■ **PROMPT A**:
List each line of the listing that contains the string "positive".
^^^^^^^^^^^^^^^^
Premia is a relatively new investment manager dedicated to Asia ETF investment solutions. In partnership with global leading thinkers and institutions, the firm’s stated goal is to be a trusted ETF partner for investors by curating a best-in-class range of ETF tools and solutions that enrich and empower its partners and investors in Asia and for Asia.
Experience, drive and a vision
“We are a group of ex-iShares, ex-China AMC, ex-ICBC CS and ex-Mirae market professionals who have always focused on Asia and who decided to build an Asian ETF company,” Mironenko told the audience. “Here we are only 18 months after our first ETF launch and already we are the third highest ETF provider by inflows in Hong Kong and in the top 10 of ETF providers in Hong Kong by assets. Why? Because we build products that are relevant for Asia, relevant for investors seeking exposure to these markets.”
^^^^^^^^^^^^^^^^
■ **PROMPT B**:
In the passage on Premia, how long after its first ETF launch had Premia become the third highest ETF provider by inflows in Hong Kong?

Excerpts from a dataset
^^^^^^^^^^^^^^^^
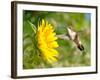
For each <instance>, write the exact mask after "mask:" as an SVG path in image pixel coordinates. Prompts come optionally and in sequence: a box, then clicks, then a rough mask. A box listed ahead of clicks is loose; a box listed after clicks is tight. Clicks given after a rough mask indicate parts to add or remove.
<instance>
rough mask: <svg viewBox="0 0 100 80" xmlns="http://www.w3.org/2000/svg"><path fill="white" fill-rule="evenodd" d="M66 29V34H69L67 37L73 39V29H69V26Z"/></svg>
mask: <svg viewBox="0 0 100 80" xmlns="http://www.w3.org/2000/svg"><path fill="white" fill-rule="evenodd" d="M67 31H68V36H69V38H70V39H71V40H74V38H75V35H76V32H75V31H73V30H72V29H70V28H67Z"/></svg>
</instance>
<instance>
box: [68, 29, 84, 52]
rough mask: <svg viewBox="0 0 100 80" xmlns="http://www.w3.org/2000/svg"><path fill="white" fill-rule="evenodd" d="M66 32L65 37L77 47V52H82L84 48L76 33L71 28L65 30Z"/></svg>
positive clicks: (83, 49)
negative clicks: (68, 37) (73, 42)
mask: <svg viewBox="0 0 100 80" xmlns="http://www.w3.org/2000/svg"><path fill="white" fill-rule="evenodd" d="M67 31H68V34H67V36H68V37H69V39H70V40H72V41H73V42H74V43H75V44H76V45H77V48H78V49H79V50H81V51H83V50H84V46H83V45H82V42H81V40H80V38H79V35H78V33H77V32H75V31H74V30H72V29H71V28H67Z"/></svg>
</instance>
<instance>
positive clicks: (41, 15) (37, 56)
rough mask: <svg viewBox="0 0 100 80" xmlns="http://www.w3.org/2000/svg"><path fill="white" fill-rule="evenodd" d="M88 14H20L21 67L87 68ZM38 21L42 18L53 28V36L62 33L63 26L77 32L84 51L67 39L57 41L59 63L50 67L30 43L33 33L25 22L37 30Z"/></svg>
mask: <svg viewBox="0 0 100 80" xmlns="http://www.w3.org/2000/svg"><path fill="white" fill-rule="evenodd" d="M90 16H91V14H89V13H73V12H49V11H28V10H24V11H23V51H24V53H23V68H24V69H32V68H48V67H74V66H90V65H91V64H90V62H91V61H90V59H91V57H90V56H91V54H90V53H91V52H90V51H91V50H90V46H91V45H90V44H91V41H90V39H91V38H90V36H91V33H90V30H91V27H90V26H91V25H90V24H91V23H90V20H91V19H90V18H91V17H90ZM41 19H45V20H46V21H48V22H49V23H50V24H52V25H53V26H54V28H55V32H56V33H57V35H59V34H66V33H67V32H66V28H65V27H69V26H70V27H72V28H73V29H74V30H75V31H76V32H78V33H79V37H80V39H81V41H82V44H83V45H84V47H85V50H84V51H83V52H81V51H80V50H78V49H77V47H76V45H75V44H74V43H73V42H72V41H70V40H62V39H58V40H57V42H58V44H59V47H58V48H57V50H58V51H59V60H58V62H57V63H55V64H53V65H49V64H46V63H44V62H43V61H42V59H40V57H39V54H38V52H37V50H36V46H35V43H36V42H35V41H34V36H35V34H34V32H33V30H32V28H31V27H30V26H31V25H30V24H29V21H30V22H31V23H32V24H34V25H35V27H36V28H37V26H38V24H39V22H40V20H41Z"/></svg>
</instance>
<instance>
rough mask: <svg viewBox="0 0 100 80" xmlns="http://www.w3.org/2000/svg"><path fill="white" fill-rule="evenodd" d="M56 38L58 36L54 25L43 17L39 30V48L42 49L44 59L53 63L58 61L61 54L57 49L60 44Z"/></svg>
mask: <svg viewBox="0 0 100 80" xmlns="http://www.w3.org/2000/svg"><path fill="white" fill-rule="evenodd" d="M56 40H57V37H56V33H55V32H54V28H53V26H52V25H51V24H49V23H48V22H47V21H45V20H43V19H42V21H41V23H40V24H39V25H38V30H37V41H38V48H39V49H40V52H41V53H40V55H41V57H42V58H43V60H44V61H47V62H48V63H51V64H52V63H54V62H57V58H58V54H59V53H58V51H57V50H56V48H57V47H58V46H59V45H58V43H57V41H56Z"/></svg>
^^^^^^^^^^^^^^^^
■ **WRITTEN REPLY A**:
positive clicks: (83, 49)
positive clicks: (41, 15) (37, 56)

■ **WRITTEN REPLY B**:
Only 18 months.